[Stored data entries]
[Start of section]
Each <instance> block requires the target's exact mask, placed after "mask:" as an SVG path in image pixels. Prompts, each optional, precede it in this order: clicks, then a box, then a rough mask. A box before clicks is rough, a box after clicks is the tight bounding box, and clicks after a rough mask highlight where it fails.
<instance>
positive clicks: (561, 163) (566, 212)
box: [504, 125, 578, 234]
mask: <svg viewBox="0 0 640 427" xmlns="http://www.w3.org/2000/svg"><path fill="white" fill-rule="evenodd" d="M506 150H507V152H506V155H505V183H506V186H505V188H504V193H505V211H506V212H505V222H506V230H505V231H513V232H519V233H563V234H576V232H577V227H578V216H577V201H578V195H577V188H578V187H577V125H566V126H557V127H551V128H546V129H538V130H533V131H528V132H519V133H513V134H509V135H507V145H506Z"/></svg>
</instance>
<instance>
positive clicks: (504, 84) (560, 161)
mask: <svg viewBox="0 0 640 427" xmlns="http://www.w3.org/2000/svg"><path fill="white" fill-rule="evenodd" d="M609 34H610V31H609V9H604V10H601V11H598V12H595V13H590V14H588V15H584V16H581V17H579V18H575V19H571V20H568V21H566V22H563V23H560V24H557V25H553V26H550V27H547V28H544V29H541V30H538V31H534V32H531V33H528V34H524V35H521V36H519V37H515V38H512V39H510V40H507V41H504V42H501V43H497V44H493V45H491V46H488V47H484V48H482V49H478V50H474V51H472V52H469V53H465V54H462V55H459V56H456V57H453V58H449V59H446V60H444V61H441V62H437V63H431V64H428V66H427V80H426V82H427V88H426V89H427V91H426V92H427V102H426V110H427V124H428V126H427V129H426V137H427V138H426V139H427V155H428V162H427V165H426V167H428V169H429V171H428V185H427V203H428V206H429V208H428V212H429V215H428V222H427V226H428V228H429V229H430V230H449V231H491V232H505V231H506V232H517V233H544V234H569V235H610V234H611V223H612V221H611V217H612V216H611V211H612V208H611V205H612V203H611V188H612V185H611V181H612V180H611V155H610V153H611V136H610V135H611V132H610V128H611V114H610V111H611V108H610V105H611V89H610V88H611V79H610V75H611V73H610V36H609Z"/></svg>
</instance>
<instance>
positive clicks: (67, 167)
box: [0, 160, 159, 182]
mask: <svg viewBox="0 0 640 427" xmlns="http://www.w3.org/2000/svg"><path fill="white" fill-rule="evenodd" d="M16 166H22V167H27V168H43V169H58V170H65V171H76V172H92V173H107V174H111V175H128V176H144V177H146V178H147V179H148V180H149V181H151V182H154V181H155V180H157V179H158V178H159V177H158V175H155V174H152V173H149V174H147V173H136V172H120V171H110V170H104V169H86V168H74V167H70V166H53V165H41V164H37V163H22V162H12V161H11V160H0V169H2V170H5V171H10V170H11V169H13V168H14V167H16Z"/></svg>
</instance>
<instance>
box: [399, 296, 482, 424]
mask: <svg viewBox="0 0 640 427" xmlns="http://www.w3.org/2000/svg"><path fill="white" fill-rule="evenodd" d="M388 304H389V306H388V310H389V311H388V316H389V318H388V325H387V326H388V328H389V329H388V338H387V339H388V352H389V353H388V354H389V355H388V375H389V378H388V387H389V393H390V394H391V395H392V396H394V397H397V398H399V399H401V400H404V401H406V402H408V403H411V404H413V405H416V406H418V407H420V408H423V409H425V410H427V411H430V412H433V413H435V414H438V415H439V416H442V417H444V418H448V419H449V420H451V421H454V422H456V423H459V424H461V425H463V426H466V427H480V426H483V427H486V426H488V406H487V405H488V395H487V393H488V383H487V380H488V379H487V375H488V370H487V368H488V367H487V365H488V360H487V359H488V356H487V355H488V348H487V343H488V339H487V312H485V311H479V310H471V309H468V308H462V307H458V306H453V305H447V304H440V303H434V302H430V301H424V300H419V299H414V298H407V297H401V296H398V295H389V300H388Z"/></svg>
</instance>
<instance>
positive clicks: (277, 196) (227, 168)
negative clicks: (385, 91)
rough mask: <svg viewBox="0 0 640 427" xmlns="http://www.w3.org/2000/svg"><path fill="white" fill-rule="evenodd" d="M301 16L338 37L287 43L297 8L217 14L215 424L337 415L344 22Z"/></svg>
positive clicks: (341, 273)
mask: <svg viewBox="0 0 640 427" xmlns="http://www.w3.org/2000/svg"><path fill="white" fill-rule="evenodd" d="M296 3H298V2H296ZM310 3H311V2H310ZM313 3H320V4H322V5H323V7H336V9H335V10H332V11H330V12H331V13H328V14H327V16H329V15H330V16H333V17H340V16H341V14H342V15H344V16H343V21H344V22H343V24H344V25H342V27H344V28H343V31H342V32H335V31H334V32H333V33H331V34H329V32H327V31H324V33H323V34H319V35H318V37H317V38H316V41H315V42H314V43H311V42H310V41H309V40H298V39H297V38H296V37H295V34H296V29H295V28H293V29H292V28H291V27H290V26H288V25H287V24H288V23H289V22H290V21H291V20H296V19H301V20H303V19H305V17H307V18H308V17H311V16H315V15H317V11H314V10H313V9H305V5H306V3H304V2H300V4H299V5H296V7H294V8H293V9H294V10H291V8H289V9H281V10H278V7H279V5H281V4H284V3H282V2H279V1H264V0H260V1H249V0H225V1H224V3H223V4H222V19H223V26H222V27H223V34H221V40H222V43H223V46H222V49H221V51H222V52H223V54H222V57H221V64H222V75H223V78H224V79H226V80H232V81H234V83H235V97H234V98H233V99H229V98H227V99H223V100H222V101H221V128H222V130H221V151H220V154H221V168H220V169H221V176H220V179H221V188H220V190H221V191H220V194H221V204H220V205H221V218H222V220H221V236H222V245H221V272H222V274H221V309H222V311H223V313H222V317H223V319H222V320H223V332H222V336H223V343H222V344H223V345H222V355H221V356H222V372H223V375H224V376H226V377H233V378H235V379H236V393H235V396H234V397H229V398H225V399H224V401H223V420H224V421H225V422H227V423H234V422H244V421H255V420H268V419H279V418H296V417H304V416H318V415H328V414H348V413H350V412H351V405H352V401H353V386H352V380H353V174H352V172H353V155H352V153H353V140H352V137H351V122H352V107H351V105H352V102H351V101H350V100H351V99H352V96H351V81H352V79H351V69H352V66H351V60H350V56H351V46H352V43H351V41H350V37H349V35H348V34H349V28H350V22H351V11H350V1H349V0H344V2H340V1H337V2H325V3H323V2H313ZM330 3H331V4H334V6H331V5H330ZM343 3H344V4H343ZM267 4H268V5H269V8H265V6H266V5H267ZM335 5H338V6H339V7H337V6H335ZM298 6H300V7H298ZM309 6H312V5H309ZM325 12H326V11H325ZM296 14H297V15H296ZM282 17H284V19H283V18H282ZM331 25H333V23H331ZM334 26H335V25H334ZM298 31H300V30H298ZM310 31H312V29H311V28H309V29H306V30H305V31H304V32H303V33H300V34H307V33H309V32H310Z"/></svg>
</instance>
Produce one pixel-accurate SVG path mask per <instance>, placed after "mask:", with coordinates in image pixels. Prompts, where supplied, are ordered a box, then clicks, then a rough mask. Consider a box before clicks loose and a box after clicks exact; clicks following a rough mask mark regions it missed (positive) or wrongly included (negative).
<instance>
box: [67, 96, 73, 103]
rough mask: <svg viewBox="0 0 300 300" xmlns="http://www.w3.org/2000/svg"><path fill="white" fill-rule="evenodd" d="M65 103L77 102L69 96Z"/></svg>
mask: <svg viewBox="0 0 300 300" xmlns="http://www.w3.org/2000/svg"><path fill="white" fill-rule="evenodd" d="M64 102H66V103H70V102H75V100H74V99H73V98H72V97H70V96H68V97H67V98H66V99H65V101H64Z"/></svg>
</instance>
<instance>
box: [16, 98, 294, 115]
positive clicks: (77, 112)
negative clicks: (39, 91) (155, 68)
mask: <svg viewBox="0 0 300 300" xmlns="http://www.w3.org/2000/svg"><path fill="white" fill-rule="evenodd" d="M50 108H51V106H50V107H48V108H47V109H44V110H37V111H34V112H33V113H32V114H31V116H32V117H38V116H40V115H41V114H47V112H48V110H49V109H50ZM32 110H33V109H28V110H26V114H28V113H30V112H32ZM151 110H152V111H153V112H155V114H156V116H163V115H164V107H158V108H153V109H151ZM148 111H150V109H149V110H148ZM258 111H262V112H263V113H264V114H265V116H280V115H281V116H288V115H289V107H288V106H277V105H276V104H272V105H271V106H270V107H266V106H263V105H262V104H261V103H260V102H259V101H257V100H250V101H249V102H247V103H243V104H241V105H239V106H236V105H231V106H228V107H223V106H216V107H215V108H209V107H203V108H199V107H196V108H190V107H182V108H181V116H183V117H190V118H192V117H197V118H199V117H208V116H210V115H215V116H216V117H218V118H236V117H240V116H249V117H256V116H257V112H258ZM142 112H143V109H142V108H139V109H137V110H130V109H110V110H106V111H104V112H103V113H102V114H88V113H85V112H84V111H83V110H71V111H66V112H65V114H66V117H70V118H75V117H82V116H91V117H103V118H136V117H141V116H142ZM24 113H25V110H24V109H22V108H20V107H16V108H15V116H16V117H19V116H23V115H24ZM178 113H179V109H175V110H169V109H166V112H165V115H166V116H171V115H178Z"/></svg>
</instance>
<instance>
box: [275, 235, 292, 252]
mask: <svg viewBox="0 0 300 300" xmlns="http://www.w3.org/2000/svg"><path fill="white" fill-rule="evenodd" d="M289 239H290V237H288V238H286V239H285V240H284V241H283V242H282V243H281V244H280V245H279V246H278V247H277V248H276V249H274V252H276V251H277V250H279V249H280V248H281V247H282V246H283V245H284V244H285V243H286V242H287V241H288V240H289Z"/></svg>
[End of section]
[Start of section]
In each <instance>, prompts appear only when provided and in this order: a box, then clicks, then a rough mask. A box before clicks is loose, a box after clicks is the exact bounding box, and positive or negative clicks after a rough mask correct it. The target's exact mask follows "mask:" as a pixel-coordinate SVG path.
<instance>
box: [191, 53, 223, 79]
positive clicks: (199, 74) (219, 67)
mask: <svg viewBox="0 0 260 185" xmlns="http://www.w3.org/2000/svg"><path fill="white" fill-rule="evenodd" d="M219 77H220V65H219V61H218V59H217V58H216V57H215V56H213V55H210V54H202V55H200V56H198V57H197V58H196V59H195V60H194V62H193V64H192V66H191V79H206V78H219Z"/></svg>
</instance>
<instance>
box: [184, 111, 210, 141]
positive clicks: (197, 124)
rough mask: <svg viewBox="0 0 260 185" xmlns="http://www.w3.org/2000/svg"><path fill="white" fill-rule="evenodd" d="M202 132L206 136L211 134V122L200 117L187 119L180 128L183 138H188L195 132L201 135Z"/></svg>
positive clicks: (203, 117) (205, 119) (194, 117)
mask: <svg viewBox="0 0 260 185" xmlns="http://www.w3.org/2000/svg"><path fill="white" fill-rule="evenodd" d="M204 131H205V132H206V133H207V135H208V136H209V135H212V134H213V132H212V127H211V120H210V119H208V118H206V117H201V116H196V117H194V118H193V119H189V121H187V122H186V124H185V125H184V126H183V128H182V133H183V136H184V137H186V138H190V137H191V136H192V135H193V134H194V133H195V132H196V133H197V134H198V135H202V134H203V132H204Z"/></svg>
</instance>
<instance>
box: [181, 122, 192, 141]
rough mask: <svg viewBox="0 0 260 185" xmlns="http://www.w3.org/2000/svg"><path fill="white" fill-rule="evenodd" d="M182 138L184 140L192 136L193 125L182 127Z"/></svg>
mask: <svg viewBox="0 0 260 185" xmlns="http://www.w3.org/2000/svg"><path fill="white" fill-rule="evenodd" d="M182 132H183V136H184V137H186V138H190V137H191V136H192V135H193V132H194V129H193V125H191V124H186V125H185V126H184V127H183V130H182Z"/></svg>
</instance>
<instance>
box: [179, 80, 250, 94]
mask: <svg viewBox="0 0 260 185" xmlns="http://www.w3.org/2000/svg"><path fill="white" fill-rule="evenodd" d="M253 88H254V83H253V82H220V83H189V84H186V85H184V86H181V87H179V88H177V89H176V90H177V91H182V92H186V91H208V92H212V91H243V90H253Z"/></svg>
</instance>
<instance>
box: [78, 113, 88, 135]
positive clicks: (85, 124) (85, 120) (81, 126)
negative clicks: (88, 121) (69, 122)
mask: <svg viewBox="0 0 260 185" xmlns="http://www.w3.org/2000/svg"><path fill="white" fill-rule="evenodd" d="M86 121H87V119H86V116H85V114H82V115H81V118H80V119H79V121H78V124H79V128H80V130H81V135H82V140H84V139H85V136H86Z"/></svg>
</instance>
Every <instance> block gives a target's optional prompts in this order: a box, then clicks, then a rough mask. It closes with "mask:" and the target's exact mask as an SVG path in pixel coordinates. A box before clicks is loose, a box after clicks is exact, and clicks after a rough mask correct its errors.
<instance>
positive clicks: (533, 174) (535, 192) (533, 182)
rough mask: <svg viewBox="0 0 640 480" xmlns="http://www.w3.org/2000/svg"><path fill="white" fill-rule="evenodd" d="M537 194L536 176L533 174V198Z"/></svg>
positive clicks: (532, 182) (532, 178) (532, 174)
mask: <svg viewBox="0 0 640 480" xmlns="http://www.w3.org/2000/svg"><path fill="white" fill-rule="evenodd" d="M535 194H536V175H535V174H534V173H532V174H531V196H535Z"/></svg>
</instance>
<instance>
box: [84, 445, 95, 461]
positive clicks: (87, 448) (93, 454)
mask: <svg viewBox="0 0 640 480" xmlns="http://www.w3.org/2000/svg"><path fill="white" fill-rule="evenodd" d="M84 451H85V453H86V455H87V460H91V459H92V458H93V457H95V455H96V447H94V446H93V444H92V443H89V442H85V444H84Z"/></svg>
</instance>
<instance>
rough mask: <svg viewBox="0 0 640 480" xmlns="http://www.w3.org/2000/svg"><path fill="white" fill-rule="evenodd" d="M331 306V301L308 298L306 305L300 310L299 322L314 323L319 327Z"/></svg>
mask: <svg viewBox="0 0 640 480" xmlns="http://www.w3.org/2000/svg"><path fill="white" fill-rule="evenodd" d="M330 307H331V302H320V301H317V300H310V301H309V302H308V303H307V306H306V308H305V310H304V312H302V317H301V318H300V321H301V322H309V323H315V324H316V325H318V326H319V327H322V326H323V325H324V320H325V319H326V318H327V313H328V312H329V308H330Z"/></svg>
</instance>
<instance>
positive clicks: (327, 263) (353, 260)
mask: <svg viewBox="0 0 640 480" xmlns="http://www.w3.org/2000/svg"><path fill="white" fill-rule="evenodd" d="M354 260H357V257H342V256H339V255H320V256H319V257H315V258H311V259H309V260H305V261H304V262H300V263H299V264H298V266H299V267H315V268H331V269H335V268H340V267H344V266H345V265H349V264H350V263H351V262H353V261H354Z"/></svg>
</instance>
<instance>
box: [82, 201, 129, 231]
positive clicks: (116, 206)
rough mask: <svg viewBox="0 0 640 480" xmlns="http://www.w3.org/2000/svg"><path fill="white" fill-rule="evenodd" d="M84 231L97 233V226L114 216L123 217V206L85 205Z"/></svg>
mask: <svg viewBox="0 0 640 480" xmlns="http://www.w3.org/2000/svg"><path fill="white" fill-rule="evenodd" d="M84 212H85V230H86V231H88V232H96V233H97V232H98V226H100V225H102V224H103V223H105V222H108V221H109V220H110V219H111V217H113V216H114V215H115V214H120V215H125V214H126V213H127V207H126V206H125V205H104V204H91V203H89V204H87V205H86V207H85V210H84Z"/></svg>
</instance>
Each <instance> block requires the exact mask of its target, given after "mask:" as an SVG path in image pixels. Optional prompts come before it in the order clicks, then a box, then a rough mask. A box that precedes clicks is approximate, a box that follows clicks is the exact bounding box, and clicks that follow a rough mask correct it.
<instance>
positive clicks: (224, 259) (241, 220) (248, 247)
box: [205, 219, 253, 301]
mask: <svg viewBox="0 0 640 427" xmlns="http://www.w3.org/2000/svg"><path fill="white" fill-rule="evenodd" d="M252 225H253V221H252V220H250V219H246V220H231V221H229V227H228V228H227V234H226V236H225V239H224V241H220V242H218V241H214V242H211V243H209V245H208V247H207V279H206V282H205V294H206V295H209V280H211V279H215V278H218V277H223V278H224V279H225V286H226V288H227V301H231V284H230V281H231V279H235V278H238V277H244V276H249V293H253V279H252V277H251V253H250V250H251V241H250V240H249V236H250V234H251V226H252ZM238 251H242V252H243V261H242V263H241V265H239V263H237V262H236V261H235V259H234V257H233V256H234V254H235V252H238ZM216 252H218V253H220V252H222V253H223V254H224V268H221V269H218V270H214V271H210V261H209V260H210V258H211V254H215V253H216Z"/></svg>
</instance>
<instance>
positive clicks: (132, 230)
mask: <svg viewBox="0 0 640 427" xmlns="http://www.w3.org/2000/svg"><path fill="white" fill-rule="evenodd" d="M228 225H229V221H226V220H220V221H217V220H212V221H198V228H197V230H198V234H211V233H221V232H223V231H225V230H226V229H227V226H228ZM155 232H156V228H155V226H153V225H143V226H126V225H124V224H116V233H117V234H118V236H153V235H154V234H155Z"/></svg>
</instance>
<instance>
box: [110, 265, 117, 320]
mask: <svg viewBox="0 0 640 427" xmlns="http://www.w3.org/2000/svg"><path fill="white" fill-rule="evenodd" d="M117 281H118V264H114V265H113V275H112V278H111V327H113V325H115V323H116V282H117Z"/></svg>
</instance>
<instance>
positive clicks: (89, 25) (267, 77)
[End of section]
Work to complete >>
Where a line in the entries holds "placed", copy that line.

Response to the exercise >>
Each <instance> block requires the target's exact mask, placed after "mask:" as an SVG path in image pixels. Prompts, each optional, precede it in this order: clicks, then a box, then a rough mask. A box before clicks is rough, a box after clicks is the tight bounding box, and clicks after a rough mask highlight where it fails.
Produce one pixel-accurate SVG path mask per <instance>, placed after "mask:", with coordinates in image pixels. Prompts, where supplied, are ordered a box, then clicks, then a rough mask. Consider a box before clicks loose and a box after clicks exact; clicks following a rough mask mark regions it missed (positive) or wrongly included (negative).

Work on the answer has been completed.